— TASK DETAILS —
Quote the data exactly, first line to the line containing "Target: young woman", with no pictures.

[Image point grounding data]
━━━
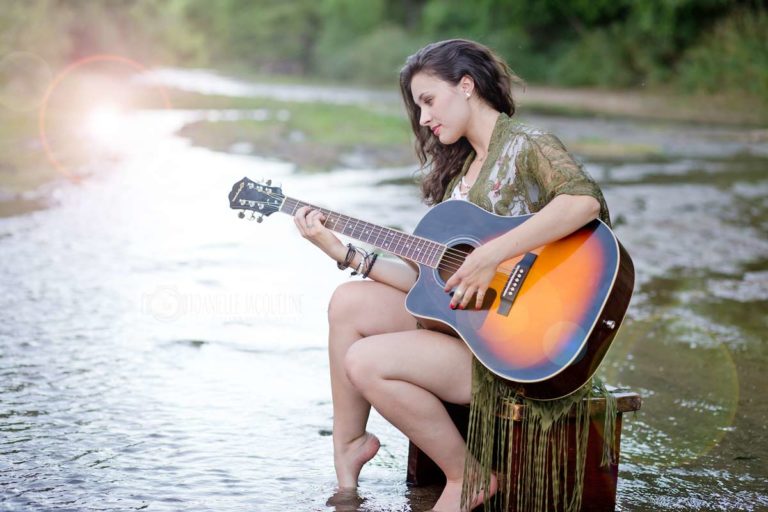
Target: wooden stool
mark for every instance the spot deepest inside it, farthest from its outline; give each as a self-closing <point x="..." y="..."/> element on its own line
<point x="599" y="481"/>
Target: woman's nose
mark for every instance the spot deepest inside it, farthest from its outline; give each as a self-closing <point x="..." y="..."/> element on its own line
<point x="424" y="118"/>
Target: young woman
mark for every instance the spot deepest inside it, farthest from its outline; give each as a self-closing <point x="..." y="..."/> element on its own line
<point x="458" y="96"/>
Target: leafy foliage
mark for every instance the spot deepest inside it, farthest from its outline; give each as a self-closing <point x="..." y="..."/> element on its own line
<point x="696" y="44"/>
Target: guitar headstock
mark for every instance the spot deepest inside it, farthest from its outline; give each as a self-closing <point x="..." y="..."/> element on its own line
<point x="261" y="198"/>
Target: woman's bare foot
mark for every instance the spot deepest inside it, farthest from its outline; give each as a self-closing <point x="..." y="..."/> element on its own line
<point x="350" y="458"/>
<point x="450" y="499"/>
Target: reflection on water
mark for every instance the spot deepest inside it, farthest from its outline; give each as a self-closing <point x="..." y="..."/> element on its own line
<point x="158" y="353"/>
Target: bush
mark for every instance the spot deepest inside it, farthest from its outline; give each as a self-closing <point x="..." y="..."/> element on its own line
<point x="733" y="58"/>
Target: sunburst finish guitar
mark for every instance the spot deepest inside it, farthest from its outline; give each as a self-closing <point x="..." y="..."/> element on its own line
<point x="548" y="316"/>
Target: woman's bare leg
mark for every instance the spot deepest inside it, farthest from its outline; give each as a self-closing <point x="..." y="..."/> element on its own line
<point x="357" y="310"/>
<point x="405" y="375"/>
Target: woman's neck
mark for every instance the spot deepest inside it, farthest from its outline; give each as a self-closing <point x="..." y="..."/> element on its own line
<point x="480" y="130"/>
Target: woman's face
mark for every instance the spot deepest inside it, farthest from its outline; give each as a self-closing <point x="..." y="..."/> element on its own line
<point x="444" y="106"/>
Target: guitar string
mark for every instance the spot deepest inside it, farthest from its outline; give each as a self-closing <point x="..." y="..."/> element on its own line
<point x="452" y="258"/>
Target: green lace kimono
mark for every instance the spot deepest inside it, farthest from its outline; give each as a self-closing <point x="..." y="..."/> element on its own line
<point x="524" y="170"/>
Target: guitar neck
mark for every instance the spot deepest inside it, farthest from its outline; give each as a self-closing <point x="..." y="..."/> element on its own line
<point x="411" y="247"/>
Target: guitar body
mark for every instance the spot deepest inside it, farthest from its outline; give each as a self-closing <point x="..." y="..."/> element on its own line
<point x="548" y="317"/>
<point x="551" y="337"/>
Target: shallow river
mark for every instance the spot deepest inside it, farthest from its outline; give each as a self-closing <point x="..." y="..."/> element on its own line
<point x="158" y="353"/>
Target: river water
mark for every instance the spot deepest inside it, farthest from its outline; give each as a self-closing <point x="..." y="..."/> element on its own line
<point x="158" y="353"/>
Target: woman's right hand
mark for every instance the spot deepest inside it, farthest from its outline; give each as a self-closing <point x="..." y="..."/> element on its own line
<point x="310" y="224"/>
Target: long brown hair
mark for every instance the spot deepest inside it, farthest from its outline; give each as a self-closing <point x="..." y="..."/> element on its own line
<point x="450" y="61"/>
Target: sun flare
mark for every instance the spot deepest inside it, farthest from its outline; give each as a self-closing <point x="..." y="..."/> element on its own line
<point x="106" y="123"/>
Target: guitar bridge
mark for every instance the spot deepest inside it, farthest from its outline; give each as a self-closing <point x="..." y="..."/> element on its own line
<point x="515" y="282"/>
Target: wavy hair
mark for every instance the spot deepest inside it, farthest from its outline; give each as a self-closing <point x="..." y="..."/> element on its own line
<point x="450" y="61"/>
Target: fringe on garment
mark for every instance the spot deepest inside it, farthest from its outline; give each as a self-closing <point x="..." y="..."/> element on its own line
<point x="544" y="440"/>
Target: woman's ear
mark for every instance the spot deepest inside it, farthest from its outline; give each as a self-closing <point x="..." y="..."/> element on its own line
<point x="467" y="86"/>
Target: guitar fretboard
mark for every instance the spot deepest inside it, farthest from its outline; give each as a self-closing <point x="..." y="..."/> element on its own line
<point x="411" y="247"/>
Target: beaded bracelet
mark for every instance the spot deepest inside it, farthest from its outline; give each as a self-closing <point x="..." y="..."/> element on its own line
<point x="363" y="257"/>
<point x="370" y="265"/>
<point x="351" y="250"/>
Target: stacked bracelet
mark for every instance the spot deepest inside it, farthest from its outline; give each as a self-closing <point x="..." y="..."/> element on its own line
<point x="366" y="261"/>
<point x="351" y="250"/>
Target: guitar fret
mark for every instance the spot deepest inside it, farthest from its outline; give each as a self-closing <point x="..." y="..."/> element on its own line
<point x="417" y="249"/>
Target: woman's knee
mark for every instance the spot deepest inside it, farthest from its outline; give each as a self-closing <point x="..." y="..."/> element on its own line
<point x="360" y="366"/>
<point x="345" y="301"/>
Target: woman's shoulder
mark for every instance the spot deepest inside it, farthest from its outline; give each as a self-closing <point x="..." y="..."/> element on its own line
<point x="513" y="129"/>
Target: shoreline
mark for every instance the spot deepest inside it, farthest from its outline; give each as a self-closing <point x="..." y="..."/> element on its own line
<point x="317" y="135"/>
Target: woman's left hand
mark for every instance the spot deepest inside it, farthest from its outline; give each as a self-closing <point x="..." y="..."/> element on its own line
<point x="473" y="277"/>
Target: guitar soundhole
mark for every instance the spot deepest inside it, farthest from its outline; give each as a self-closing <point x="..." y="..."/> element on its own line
<point x="451" y="261"/>
<point x="450" y="264"/>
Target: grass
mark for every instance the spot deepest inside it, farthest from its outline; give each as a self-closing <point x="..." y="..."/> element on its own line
<point x="315" y="136"/>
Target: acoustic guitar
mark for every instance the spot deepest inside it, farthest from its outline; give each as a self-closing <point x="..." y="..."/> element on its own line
<point x="548" y="316"/>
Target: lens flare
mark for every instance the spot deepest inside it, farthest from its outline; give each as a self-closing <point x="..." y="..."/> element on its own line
<point x="103" y="121"/>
━━━
— ANSWER TO THIS PROBLEM —
Target: wooden stool
mark for every instance the spot deepest inside it, farthest from its outline; give each as a self-closing <point x="..." y="..."/> element on its own line
<point x="599" y="481"/>
Target: woman's nose
mark for every instance the spot deepest inside it, farthest from its outline; give each as a self-closing <point x="..." y="..."/> element on its own line
<point x="424" y="118"/>
Target: young woman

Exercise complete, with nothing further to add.